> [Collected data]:
=== Section Start ===
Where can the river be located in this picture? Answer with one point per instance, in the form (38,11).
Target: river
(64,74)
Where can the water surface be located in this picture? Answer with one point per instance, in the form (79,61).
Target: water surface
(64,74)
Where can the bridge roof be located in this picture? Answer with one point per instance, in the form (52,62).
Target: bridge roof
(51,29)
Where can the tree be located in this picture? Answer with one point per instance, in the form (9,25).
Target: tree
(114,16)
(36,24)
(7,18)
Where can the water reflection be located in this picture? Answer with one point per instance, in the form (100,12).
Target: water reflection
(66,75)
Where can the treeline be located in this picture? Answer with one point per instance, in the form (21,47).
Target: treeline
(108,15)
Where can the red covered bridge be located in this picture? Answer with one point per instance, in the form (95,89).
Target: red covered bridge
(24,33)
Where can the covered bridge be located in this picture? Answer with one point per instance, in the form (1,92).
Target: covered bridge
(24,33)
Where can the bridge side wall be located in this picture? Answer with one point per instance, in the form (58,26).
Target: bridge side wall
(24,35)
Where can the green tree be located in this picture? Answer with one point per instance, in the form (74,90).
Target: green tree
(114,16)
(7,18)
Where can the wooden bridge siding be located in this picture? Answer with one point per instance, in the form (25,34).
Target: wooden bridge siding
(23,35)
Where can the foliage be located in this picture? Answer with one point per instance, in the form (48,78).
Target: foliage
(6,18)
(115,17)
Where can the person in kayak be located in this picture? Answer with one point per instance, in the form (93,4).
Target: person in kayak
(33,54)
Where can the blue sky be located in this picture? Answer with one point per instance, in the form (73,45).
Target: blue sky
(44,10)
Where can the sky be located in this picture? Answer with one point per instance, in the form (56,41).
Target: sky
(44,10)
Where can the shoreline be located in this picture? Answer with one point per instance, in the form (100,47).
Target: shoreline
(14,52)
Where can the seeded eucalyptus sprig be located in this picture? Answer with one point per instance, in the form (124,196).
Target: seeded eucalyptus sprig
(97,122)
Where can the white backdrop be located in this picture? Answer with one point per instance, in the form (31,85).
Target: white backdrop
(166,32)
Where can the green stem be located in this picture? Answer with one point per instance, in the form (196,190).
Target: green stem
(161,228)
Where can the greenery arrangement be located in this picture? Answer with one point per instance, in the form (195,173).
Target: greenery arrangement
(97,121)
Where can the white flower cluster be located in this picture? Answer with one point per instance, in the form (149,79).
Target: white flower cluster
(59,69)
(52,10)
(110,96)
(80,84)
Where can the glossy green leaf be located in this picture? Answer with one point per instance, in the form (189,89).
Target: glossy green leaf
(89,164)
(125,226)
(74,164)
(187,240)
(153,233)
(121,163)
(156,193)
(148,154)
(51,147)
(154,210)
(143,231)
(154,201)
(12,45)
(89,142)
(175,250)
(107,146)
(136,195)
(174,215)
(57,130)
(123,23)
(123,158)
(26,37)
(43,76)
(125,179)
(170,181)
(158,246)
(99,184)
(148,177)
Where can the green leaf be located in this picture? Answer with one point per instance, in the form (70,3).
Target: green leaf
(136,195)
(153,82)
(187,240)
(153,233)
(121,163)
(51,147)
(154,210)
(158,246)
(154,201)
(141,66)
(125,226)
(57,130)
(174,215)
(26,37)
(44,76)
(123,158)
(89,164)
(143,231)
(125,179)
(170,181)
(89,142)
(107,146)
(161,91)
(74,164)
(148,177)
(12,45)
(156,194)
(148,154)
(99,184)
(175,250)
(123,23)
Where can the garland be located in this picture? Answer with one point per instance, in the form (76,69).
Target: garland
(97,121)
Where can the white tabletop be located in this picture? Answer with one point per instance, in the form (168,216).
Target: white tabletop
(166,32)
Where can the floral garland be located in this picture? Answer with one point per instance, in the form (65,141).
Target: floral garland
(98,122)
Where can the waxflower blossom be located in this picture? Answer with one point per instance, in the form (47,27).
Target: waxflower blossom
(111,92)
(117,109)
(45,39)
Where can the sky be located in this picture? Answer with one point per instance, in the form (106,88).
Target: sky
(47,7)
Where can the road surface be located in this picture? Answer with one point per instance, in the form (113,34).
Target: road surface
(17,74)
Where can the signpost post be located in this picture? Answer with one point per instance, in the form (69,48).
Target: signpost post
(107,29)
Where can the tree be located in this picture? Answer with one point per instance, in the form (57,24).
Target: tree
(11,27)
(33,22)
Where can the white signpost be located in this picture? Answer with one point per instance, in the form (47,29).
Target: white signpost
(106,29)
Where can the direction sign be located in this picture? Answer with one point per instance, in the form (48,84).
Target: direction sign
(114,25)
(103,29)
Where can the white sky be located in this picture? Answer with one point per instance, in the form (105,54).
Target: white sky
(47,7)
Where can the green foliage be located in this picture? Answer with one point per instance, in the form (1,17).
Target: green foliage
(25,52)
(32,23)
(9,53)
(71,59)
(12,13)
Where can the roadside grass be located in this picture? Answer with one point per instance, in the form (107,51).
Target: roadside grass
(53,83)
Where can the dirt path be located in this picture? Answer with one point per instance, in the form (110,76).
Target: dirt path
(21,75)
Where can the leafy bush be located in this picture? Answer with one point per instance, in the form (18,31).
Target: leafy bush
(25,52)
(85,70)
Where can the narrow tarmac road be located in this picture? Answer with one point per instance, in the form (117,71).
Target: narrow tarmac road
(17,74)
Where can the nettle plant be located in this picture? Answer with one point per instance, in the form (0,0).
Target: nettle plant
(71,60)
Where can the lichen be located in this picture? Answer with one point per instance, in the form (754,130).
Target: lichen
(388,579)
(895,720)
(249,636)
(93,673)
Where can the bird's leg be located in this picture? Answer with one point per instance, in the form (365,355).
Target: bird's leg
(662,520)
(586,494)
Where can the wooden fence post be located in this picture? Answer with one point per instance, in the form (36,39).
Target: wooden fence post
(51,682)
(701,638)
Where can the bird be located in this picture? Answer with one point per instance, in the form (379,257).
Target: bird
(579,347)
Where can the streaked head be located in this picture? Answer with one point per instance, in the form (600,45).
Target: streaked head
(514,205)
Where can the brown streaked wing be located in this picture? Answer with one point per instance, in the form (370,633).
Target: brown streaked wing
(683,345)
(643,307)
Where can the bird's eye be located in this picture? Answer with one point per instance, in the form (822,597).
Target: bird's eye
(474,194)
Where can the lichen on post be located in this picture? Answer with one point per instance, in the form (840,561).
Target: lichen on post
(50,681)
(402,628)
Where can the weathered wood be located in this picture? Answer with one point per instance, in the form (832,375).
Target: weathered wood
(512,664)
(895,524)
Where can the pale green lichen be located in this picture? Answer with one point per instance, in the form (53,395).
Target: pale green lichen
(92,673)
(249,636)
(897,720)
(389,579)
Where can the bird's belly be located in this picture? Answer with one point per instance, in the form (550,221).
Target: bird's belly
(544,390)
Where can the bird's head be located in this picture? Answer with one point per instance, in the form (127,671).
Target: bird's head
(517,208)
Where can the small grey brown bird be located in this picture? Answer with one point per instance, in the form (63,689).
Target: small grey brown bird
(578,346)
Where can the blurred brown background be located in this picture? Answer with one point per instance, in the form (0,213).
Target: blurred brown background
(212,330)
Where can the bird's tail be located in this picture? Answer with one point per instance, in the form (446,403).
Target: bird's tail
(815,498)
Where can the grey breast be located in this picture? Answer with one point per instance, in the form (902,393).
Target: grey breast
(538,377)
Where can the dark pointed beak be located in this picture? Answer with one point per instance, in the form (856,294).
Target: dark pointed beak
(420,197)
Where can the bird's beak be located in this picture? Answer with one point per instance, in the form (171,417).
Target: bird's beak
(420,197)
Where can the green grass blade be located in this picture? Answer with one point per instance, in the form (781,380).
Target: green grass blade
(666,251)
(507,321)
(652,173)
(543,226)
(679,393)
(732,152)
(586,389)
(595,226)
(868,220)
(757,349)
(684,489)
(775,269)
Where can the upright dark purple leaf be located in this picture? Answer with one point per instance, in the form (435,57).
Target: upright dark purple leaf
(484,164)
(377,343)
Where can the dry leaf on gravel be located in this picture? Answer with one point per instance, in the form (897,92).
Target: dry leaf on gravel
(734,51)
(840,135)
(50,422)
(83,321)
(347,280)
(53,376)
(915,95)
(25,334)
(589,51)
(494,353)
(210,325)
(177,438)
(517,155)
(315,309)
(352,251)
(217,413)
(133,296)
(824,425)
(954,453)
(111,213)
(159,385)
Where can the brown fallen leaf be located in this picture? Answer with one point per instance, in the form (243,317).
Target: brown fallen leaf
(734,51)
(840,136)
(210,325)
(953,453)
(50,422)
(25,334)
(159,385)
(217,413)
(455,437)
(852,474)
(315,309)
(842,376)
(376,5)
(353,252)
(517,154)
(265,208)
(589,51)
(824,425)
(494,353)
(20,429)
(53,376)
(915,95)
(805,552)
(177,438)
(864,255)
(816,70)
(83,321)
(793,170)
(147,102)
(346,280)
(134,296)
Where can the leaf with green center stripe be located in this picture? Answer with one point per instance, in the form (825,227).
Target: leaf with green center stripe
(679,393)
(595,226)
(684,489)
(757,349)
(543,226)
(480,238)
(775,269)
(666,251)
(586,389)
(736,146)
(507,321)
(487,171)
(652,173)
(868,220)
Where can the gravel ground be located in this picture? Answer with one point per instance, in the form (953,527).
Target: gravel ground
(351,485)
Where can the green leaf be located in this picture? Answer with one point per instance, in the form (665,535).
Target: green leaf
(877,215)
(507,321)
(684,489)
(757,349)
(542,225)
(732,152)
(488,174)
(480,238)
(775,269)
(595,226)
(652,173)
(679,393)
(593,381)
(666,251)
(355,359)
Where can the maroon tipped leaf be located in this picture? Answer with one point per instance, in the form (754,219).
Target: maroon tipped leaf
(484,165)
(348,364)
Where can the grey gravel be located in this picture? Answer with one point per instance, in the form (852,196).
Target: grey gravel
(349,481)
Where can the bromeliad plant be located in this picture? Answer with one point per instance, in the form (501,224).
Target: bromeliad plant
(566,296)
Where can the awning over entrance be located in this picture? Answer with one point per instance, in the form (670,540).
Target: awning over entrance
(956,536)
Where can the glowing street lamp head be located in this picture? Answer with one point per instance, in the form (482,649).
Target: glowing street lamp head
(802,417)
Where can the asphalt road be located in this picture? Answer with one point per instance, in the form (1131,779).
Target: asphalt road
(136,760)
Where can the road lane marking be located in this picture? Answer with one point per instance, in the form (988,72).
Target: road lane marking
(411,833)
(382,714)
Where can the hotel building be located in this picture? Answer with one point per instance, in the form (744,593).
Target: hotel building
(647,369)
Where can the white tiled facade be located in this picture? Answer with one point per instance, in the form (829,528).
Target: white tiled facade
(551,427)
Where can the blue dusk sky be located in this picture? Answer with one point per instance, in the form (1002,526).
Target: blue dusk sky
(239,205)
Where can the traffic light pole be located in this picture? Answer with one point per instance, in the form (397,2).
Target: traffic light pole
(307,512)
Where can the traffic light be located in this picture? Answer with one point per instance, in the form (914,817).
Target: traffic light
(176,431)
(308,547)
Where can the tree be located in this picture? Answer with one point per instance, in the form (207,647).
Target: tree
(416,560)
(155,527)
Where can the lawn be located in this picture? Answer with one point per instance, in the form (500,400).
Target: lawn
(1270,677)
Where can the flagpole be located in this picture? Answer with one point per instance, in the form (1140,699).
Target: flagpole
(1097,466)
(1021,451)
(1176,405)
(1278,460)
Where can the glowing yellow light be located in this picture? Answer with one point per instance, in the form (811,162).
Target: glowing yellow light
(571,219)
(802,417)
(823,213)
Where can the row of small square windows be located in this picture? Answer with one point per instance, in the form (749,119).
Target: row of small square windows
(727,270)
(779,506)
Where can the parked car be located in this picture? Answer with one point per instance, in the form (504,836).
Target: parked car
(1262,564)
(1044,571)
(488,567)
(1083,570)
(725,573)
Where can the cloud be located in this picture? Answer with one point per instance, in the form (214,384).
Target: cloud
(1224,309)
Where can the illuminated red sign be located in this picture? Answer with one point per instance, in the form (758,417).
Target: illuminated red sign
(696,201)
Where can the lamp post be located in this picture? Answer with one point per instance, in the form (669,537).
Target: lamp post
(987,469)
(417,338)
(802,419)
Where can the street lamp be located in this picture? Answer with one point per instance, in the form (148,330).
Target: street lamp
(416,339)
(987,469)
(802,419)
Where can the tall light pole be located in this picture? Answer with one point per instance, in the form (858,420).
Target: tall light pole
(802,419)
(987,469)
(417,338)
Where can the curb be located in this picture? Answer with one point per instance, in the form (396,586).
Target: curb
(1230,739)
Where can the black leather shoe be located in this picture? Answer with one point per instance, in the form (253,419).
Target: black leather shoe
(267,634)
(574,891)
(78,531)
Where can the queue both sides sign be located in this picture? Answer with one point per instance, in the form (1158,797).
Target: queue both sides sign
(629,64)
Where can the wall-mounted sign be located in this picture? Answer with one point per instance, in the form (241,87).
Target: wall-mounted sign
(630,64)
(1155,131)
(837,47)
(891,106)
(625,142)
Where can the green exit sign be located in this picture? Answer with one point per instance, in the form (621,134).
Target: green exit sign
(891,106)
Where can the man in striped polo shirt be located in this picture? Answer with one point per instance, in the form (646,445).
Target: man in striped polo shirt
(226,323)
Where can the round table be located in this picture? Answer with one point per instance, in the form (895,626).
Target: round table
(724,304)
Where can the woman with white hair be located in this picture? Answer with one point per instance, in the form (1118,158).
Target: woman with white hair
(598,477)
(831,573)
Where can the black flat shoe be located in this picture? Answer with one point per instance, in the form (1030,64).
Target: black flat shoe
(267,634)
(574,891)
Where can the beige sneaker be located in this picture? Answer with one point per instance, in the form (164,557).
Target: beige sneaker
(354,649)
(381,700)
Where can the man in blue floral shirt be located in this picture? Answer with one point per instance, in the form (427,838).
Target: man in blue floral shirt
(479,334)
=== Section End ===
> [Work instruction]: Transcribe, exactly and without additions, the lines of the records above, beginning with the line that contains "Target: curb" and ending with the line that contains "Where can the wall-mounted", both included.

> [Your response]:
Target: curb
(1230,739)
Where can the black leather shoe be located in this picture? Answer with one point per instance, in the form (253,419).
Target: black leather shoe
(267,634)
(574,891)
(78,531)
Where can the queue both sides sign be located in this picture? Answer with one point per instance, in the form (1158,797).
Target: queue both sides sign
(629,64)
Where can the wall-mounted sign be located in this picture? Answer with one point per instance, in the form (241,87).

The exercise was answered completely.